● WHAT IS BEING ASKED
Leave out the pictures and copy each record below exactly.

● RECORDS FOR THIS EXERCISE
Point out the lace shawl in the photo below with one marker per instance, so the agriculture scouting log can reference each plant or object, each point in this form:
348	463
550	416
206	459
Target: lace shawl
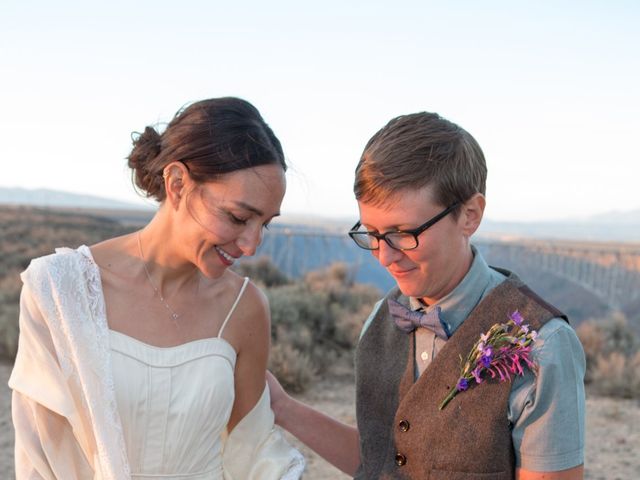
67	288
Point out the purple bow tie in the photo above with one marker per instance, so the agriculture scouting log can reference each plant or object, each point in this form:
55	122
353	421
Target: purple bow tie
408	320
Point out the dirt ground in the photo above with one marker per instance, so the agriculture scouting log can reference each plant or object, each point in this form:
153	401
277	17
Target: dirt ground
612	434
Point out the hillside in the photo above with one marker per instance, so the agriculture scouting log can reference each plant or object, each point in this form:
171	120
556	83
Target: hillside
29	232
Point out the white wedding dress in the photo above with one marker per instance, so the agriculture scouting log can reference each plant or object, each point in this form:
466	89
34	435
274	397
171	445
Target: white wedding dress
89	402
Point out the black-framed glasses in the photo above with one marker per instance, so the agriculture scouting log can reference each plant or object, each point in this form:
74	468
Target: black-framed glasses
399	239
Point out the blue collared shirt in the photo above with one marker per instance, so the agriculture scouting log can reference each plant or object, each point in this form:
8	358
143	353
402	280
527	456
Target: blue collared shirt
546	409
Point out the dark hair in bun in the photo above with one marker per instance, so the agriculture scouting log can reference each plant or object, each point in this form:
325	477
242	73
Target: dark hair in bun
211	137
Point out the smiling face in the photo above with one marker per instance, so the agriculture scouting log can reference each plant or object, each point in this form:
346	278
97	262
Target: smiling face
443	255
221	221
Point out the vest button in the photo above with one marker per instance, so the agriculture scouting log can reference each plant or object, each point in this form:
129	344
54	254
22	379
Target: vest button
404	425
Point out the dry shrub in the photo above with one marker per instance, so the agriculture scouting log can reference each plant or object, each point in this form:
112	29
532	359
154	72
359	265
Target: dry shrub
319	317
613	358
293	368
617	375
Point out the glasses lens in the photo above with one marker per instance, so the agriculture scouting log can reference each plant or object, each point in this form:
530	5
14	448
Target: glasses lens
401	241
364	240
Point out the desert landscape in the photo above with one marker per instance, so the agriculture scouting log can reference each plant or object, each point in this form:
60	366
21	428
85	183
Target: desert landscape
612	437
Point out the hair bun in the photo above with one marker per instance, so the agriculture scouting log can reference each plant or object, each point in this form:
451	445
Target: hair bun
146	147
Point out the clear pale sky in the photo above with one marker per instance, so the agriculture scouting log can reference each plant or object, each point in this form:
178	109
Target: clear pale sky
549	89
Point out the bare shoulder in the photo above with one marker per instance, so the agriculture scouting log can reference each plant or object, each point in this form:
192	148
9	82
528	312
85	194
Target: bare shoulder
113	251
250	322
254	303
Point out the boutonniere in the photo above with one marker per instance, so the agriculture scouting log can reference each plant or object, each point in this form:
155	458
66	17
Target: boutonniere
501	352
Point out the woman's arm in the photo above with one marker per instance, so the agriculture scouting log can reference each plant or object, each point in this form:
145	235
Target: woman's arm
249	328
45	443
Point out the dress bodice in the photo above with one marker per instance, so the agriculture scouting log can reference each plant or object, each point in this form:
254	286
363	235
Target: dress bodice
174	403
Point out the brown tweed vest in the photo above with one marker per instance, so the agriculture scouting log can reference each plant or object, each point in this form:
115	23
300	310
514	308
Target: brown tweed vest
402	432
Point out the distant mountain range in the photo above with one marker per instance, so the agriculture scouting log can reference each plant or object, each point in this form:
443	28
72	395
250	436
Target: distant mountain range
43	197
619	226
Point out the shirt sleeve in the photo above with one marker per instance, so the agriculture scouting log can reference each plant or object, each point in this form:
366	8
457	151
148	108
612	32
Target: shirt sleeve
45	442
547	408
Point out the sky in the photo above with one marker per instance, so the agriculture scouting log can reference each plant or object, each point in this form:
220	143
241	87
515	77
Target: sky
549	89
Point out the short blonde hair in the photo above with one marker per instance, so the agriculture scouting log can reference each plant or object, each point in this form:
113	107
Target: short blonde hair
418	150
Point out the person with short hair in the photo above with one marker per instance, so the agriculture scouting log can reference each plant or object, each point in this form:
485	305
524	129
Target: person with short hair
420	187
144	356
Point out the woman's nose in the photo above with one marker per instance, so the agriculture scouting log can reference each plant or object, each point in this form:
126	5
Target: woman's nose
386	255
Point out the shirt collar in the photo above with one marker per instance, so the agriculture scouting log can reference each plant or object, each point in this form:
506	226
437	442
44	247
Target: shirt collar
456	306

● RESULT FOR THIS EXERCISE
Point out the lace shawl in the photo below with one marker per instance, so the agriculture scouting log can reference each plant or object, each point in this form:
348	463
550	416
206	459
Target: lace shawl
67	288
Point out the purple bow tie in the photo above with one marker per instance, so the agriculture scouting log can reference each plant or object, each point in this form:
55	122
353	421
Target: purple bow tie
408	320
Point out the dirt ground in the photo above with one marker per instance, so the agriculture scouting log can reference each plant or object, each point in this form:
153	401
277	17
Target: dirt ground
612	434
Point out the hillside in the photo above with one marker per instance, so the agriculture scouting log can reference each plant or object, each point in this form:
171	120
556	83
Target: hillside
29	232
Point out the white wedding dress in the photo above with one marker per instance, so the agriculture scouting log can reference each plant or object, each point in this form:
466	89
34	435
274	397
171	445
Target: white wedding dress
89	402
Point out the black-framed glasses in the photo above with one marker per instance, so the agriculture scouting log can reference each plant or object, each point in this form:
74	468
Target: black-framed glasses
399	239
Point out the blue collared shirt in the photo above with one marker per instance, so the agriculture scouting log can reference each plant or object, each point in this form:
8	358
143	353
402	280
527	456
Target: blue collared shirt
546	409
Point out the dark hair in bun in the photo above with one marker per instance, so the agriculture scouting log can reference each plant or object, each point in this form:
325	477
242	73
Target: dark hair in bun
211	137
Point out the smiling face in the photo above with one marker per instance, so the agriculture scouting log can reference each plant or object, each point in this form:
346	278
97	262
Target: smiling face
443	255
221	221
Point out the vest button in the photo above with one marker per instance, so the agriculture scouting log can reference each plant or object, each point in this form:
129	344
54	254
22	379
Target: vest button
404	425
Point out the dry shrub in the photo above with one marker per instance, so the agriculture scouting log can reference each plant or object, each point in this form:
112	29
532	359
154	72
359	265
Target: dry shrub
319	317
613	358
293	368
617	375
Point out the glasses lens in the photo above with one marker per instance, so the agriculture scouting log can reference each plant or object, each point in this form:
530	5
14	448
Target: glasses lens
401	241
364	240
Point out the desert landscape in the photo above with one marker per instance, so the agriculture scouting log can reference each plant or object, each point in this form:
60	366
21	428
85	183
Target: desert landscape
612	437
Point out the hair bun in the photo above with one marker per instance, so the agriculture scouting log can reference each plant or object, each point in this form:
451	445
Target: hair bun
146	147
Point out the clear pale sky in the photo above with one marker per instance, so the agriculture scouting log can reference each plant or object, each point in this form:
178	109
Target: clear pale sky
549	89
Point out the bare shoulder in the photo above with one marker per instance, so the agriculture scouting log can reference each plant or object, each point in this form:
192	148
9	82
528	312
85	194
Target: bare shoulder
113	251
250	322
254	303
Point out the boutonniere in the photo above with one marker per instance, so the agriculture scouting log can reference each plant or object, each point in this form:
155	458
66	17
Target: boutonniere
501	352
Point out the woman's arm in the photo above with one marker per instance, so the agriculture scouting log can reference each plant or object, each point in this form:
145	235
Target: woman's arm
249	328
45	443
Point out the dress bodice in the photo above with one marker per instance, so the agriculture scouting log can reference each plant or object, each point in this form:
254	286
363	235
Target: dress bodice
174	403
Point out the brown tweed vest in the photo above with one marker per instance, so the agriculture scouting log can reference each plant or object, each point in this form:
115	23
300	310
514	308
Target: brown tweed vest
402	432
Point out the distant mountain range in the photo above with one marker per instance, so the agriculture scouting log can reference each plant or object, each point in this form:
443	28
72	395
250	436
Target: distant mountain range
43	197
619	226
Point out the shirt sleeve in the photo above with one marker per instance, so the agriculture scouting log can reference each plant or object, each point in this form:
366	8
457	151
148	108
612	32
Target: shirt sleeve
45	442
547	408
Point out the sky in the photo above with one marker per instance, so the agriculture scouting log can reference each plant or object, each point in this form:
220	143
241	87
515	77
Target: sky
549	89
Point out the short blonde hair in the photo above with one marker per instance, so the agriculture scouting log can reference each plant or object, each point in this form:
113	107
Target: short blonde hair
418	150
Point out the person with short hair in the photo above with one marker per instance, so the agriculture scouting log can reference each plant or object, each point in this form:
485	305
524	129
Target: person with short hair
420	187
144	356
Point out the woman's nose in the photo above with one marker per instance, so the agriculture scouting log can reference each plant or object, each point in this form:
126	5
Target: woman's nose
386	255
Point out the shirt collar in the photo above with one marker per instance, so the agriculture scouting log can reference each plant or object, each point in this form:
506	226
437	442
44	247
Target: shirt collar
456	306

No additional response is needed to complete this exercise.